*Problem description:* Continue the passage on the COPD length-of-stay study, picking up right after its final sentence.

The main caveat regarding this study is that we only evaluated the length of the hospital stay. Although the length of the hospital stay is associated with the survival of hospitalized patients with COPD, as an outcome, it is short-term and soft. Based on the results of previous systematic reviews, hard outcomes such as in-hospital death and 30-day mortality could not be evaluated in the present study because of its sample size [7, 8]. Moreover, the time to the next exacerbation could not be evaluated because of unmeasured confounding factors, such as post-admission baseline treatments for COPD. In a previous retrospective cohort study with unmeasured confounding factors, antibiotic use was associated with improvements in the long-term mortality and time to the next exacerbation [37]. Further large-scale studies are warranted to evaluate hard short-term and long-term outcomes [38].

Records from a data collection:

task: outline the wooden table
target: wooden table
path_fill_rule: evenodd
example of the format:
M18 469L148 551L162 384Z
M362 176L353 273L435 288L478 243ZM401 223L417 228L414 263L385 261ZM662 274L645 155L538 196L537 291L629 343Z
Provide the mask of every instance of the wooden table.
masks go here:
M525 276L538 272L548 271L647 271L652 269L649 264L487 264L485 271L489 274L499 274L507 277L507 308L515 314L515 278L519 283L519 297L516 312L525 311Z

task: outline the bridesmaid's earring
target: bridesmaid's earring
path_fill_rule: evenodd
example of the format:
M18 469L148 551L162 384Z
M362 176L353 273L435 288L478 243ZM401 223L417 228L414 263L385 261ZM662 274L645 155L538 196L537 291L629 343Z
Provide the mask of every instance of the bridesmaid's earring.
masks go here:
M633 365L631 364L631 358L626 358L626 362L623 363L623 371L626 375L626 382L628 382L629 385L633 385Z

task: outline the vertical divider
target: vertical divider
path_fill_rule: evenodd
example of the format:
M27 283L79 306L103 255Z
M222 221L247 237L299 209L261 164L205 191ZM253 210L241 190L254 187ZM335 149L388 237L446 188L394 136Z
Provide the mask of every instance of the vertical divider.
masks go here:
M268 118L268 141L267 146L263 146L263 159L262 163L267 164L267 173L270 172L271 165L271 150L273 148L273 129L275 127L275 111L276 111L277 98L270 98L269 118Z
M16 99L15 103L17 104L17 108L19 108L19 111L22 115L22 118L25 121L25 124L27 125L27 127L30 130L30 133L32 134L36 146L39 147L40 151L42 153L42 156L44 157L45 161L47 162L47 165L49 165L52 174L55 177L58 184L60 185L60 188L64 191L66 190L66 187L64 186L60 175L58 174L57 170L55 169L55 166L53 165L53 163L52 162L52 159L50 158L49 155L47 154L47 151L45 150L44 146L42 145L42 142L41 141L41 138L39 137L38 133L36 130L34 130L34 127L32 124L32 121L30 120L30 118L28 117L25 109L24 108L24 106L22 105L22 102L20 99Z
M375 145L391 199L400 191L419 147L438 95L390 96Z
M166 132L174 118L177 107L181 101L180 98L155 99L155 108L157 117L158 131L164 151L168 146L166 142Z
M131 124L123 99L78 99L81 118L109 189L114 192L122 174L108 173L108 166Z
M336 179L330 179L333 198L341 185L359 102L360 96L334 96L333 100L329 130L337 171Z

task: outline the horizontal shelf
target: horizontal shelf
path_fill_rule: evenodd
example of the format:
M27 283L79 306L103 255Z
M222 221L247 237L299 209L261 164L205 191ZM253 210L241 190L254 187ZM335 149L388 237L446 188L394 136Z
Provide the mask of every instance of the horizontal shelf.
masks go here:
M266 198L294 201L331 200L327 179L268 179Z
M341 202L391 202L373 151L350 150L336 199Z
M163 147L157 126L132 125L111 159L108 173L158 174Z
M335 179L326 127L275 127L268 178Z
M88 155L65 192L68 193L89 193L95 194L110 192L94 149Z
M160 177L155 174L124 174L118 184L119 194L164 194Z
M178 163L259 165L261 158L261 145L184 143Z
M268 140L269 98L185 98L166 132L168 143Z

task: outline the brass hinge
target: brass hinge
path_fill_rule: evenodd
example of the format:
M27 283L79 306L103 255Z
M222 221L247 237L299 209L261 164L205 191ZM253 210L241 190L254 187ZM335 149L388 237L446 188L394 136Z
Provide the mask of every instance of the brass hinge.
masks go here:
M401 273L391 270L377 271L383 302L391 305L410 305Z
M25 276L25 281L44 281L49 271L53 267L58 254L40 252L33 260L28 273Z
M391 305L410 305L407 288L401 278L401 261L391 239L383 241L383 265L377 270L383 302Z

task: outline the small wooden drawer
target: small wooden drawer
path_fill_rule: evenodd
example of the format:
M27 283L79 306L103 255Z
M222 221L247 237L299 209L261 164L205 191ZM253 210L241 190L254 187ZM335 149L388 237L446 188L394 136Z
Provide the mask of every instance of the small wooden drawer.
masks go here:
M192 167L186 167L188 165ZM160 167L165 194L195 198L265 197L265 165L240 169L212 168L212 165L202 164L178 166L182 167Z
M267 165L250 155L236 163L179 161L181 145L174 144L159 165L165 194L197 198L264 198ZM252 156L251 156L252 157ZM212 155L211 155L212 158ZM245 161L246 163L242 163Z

*Answer box:*
The present study had several other limitations. First, although our validation study showed a high predictive value for our patient selection strategy, the number of patients with COPD exacerbation was relatively small, considering that all of the hospitals were acute care and educational hospitals. Patient selection based on the ICD-10 code could have low sensitivity, and there could be many patients who should have been included in this study. In Japan, especially in our hospitals, payment is based on Diagnosis Procedure Combination: a system that reimburses hospitals based on the diagnosis code of hospitalized patients. Patients with a long length of stay or complications during hospitalization might be coded with diagnoses other than COPD exacerbation. Thus, the length of stay may have been right-truncated, and the effect of anti-pseudomonal antibiotics may have been skewed toward the null. Second, the interval between COPD exacerbations was not taken into account, and the variance correlation of the length of the hospital stay within each patient over multiple visits may differ from our expectations. We coped with this issue by using robust variances. Third, there may have been additional confounding factors. For example, because of the substantial amount of missing COPD stage data, we could not use it as a covariate; accordingly, the estimate of the effect of anti-pseudomonal antibiotics might have been skewed toward the null. Although we used other similar baseline covariates, such as the activities of daily living and home oxygen therapy use, an additional confounding factor may have altered the results. Further RCTs are needed to address unknown confounding factors.